STATED PROBLEM.
Reproduce the items below, substituting "exactly one pin each" for every occurrence of "one pin apiece" and leaving everything else unchanged.

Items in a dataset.
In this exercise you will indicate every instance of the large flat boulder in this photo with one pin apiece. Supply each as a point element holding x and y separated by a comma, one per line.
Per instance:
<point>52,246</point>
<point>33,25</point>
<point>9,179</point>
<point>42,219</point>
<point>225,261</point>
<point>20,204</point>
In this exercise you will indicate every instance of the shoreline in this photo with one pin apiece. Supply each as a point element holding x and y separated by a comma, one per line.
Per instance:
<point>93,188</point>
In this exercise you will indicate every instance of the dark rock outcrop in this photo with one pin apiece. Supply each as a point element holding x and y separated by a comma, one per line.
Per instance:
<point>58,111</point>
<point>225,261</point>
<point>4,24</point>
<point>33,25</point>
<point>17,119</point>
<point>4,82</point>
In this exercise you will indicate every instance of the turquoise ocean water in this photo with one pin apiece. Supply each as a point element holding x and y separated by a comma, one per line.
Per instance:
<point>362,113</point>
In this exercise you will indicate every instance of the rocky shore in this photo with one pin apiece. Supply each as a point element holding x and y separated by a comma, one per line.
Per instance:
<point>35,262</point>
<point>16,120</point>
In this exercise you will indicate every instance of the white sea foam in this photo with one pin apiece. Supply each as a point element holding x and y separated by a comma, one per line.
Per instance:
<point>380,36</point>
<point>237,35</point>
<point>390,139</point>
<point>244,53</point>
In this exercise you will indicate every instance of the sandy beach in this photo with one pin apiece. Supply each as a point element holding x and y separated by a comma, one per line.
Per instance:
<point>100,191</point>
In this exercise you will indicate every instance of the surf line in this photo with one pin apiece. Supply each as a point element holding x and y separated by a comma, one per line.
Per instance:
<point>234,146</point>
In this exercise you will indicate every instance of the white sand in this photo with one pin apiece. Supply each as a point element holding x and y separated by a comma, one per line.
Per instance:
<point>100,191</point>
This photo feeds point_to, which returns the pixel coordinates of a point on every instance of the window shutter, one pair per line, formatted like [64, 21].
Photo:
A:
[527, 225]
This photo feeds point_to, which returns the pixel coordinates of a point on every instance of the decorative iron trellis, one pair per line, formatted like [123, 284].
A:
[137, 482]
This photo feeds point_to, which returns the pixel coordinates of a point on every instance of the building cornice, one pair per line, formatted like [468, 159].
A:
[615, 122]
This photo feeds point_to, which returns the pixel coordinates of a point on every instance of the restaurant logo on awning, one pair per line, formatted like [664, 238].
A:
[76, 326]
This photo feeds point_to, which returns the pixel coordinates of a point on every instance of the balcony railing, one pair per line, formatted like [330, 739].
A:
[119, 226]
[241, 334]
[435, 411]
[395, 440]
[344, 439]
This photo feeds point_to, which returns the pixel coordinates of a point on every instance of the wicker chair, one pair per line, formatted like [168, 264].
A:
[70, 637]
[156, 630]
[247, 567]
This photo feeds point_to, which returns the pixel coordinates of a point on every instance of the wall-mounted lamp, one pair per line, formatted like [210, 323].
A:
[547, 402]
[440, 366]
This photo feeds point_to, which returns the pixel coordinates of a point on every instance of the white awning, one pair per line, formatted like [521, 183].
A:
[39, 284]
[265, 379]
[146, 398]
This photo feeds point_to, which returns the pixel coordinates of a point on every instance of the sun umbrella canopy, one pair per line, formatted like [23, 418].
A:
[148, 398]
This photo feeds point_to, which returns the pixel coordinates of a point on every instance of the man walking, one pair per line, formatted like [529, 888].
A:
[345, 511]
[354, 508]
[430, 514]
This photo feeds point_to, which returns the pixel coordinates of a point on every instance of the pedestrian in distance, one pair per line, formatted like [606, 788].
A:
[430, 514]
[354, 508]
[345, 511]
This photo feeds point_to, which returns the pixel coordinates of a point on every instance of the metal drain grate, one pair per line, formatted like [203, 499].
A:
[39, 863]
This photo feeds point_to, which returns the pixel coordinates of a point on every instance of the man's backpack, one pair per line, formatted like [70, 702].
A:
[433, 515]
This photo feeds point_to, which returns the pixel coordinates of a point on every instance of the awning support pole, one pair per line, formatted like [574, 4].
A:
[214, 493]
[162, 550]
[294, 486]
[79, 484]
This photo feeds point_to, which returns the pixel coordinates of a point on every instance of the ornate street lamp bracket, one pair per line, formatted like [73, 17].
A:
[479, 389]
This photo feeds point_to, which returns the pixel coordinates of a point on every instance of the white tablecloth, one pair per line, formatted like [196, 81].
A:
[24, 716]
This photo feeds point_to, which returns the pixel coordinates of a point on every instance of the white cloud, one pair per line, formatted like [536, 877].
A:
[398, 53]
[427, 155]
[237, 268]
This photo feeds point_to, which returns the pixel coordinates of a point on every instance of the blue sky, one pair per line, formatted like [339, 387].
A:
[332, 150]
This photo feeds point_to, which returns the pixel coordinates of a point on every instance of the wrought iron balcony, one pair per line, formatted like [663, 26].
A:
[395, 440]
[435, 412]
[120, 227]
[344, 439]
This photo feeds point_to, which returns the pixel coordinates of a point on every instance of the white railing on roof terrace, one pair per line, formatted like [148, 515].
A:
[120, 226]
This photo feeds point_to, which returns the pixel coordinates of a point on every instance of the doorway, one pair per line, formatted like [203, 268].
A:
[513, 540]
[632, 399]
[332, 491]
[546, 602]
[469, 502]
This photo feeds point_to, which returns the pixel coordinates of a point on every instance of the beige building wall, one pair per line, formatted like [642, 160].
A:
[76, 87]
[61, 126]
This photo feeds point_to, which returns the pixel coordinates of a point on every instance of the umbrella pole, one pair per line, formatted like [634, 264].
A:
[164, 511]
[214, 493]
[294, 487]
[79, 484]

TASK SOLUTION.
In this exercise you will indicate every instance of the large flat boulder in this photo with exactly one pin each. Supply each as a point element holding x and y separated by a comma, one per line.
Per instance:
<point>52,246</point>
<point>33,25</point>
<point>9,179</point>
<point>42,219</point>
<point>225,261</point>
<point>20,204</point>
In this exercise you will indicate every instance of the shoreline in this photo with exactly one pin each. Supply each as a point element holding x and y separated by a comma, one per line.
Per instance:
<point>93,188</point>
In this exercise you will indicate every instance of the dark rock outcrop in this photo with exactly one pin each. Supply each as a point element holding x and y separated by a comma, one per line.
Per instance:
<point>58,111</point>
<point>225,261</point>
<point>4,24</point>
<point>33,25</point>
<point>17,119</point>
<point>4,82</point>
In this exercise you will indicate every instance of the turquoise ocean water in this photo with exactly one pin each. Supply each as a point element holding x and y separated by a comma, one per line.
Per instance:
<point>362,113</point>
In this exercise you will indicate every instance of the rocky shore in this photo with exactly one pin each. Supply each as a point element holding x and y separated by a comma, one per line.
Per instance:
<point>35,262</point>
<point>16,120</point>
In this exercise you will indicate every instance of the white sea foam in this photo with exactly one pin each. Supply each as a point element holding x and y separated by a comma, one per line.
Per instance:
<point>380,36</point>
<point>237,35</point>
<point>390,139</point>
<point>244,53</point>
In this exercise you will indicate every instance of the sandy beach in this photo with exactly one pin each. Supply each as a point element holding x and y separated by a comma, one per line.
Per instance:
<point>100,191</point>
In this exercise you will indicate every instance of the surf line in this photo with exactly one pin each. Supply each as a point element holding x and y separated by a comma, one per line.
Per instance:
<point>234,146</point>
In this exercise you will indicate every instance of the white sand in this photo with exactly one pin each. Supply each as a point element holding x and y separated by a comma, one per line.
Per instance:
<point>100,191</point>
This photo feeds point_to, which returns the pixel coordinates of a point on every instance of the window shutter, one pair per line, formatted like [64, 21].
Photo:
A:
[527, 225]
This photo feeds point_to, which returns the pixel coordinates of a point on every instance of the decorative iron trellis, one pair per line, formatted like [123, 284].
A:
[137, 482]
This photo feeds point_to, which returns the pixel coordinates of a point on every instance of the building cornice, one pair per line, formatted like [468, 159].
A:
[615, 122]
This photo feeds point_to, which returns the pixel coordinates of a point on every instance of the restaurant logo on awning, one pair per line, formatted like [664, 238].
A:
[76, 326]
This photo feeds point_to, which returns the pixel coordinates of a point on every instance of the balcony railing, one pair per line, formatted like [330, 739].
A:
[119, 226]
[241, 334]
[435, 411]
[395, 440]
[344, 439]
This photo feeds point_to, which returns the pixel coordinates of a point on every instance of the wicker chair, one pair per line, formatted like [168, 264].
A:
[70, 637]
[156, 630]
[247, 567]
This photo feeds point_to, which returns the pixel coordinates of a point on every instance of the wall-mounted lamp, one pair per line, formatted like [210, 323].
A:
[547, 402]
[440, 366]
This photo feeds point_to, which returns the pixel coordinates of a point on every instance of the white awning, one pair per line, formatted like [521, 183].
A:
[39, 284]
[265, 379]
[146, 398]
This photo feeds point_to, which returns the pixel coordinates of a point on every instance of the sun umbrella canopy, one pair per line, formatted like [23, 418].
A:
[148, 398]
This photo feeds point_to, which returns the pixel coordinates of a point on every instance of the man walking, one pair per line, formatted like [529, 888].
A:
[345, 511]
[354, 508]
[430, 514]
This photo feeds point_to, which returns the pixel coordinates of a point on every instance of the pedestrian in distance, one pair per line, formatted like [606, 788].
A:
[430, 514]
[354, 508]
[345, 511]
This photo feeds point_to, which returns the pixel coordinates of a point on every instance of the metal drain grate, one pair per line, formatted like [203, 499].
A:
[39, 863]
This photo feeds point_to, which returns the pixel coordinates of a point on every instance of the man's backpack, one pair per line, formatted like [70, 702].
A:
[433, 515]
This photo feeds point_to, which returns the pixel coordinates of a point on every instance of the awning support pole, one pair per line, formatted like [574, 4].
A:
[214, 493]
[162, 550]
[294, 486]
[79, 484]
This photo feeds point_to, which returns the pixel coordinates of a point on every instance of the ornate street lamp bracket, one pair per line, formatted like [73, 17].
A:
[479, 389]
This photo feeds point_to, which returns the pixel coordinates of a point on every instance of the white tablecloth, one pair per line, formatted like [196, 81].
A:
[24, 716]
This photo feeds point_to, which returns the pixel coordinates of a point on every instance of the white cloud, one pair per line, formatted like [536, 877].
A:
[398, 53]
[427, 155]
[237, 268]
This photo feeds point_to, which returns the pixel coordinates of a point on every instance of the blue sky, one pair per line, formatted like [339, 387].
A:
[332, 150]
This photo feeds point_to, which returns the pixel coordinates of a point on every instance of the wrought iron balcony, one pair per line, formatted like [663, 26].
A:
[395, 440]
[435, 412]
[120, 227]
[344, 439]
This photo feeds point_to, which returns the pixel coordinates of a point on every instance of the white railing on roof terrace, one pair per line, formatted like [148, 515].
A:
[120, 226]
This photo feeds point_to, which returns the pixel coordinates of a point on every instance of the doorway, one pair per line, formatted like [203, 268].
A:
[513, 540]
[632, 399]
[332, 491]
[546, 602]
[469, 502]
This photo feeds point_to, which returns the pixel coordinates of a point on every instance of the beige building wall, one pair per line, formatted like [642, 160].
A:
[76, 87]
[61, 126]
This photo feeds point_to, which returns the pixel coordinates of a point on every instance of the umbrella pole, one pair per line, formatted like [634, 264].
A:
[164, 511]
[214, 493]
[294, 487]
[79, 484]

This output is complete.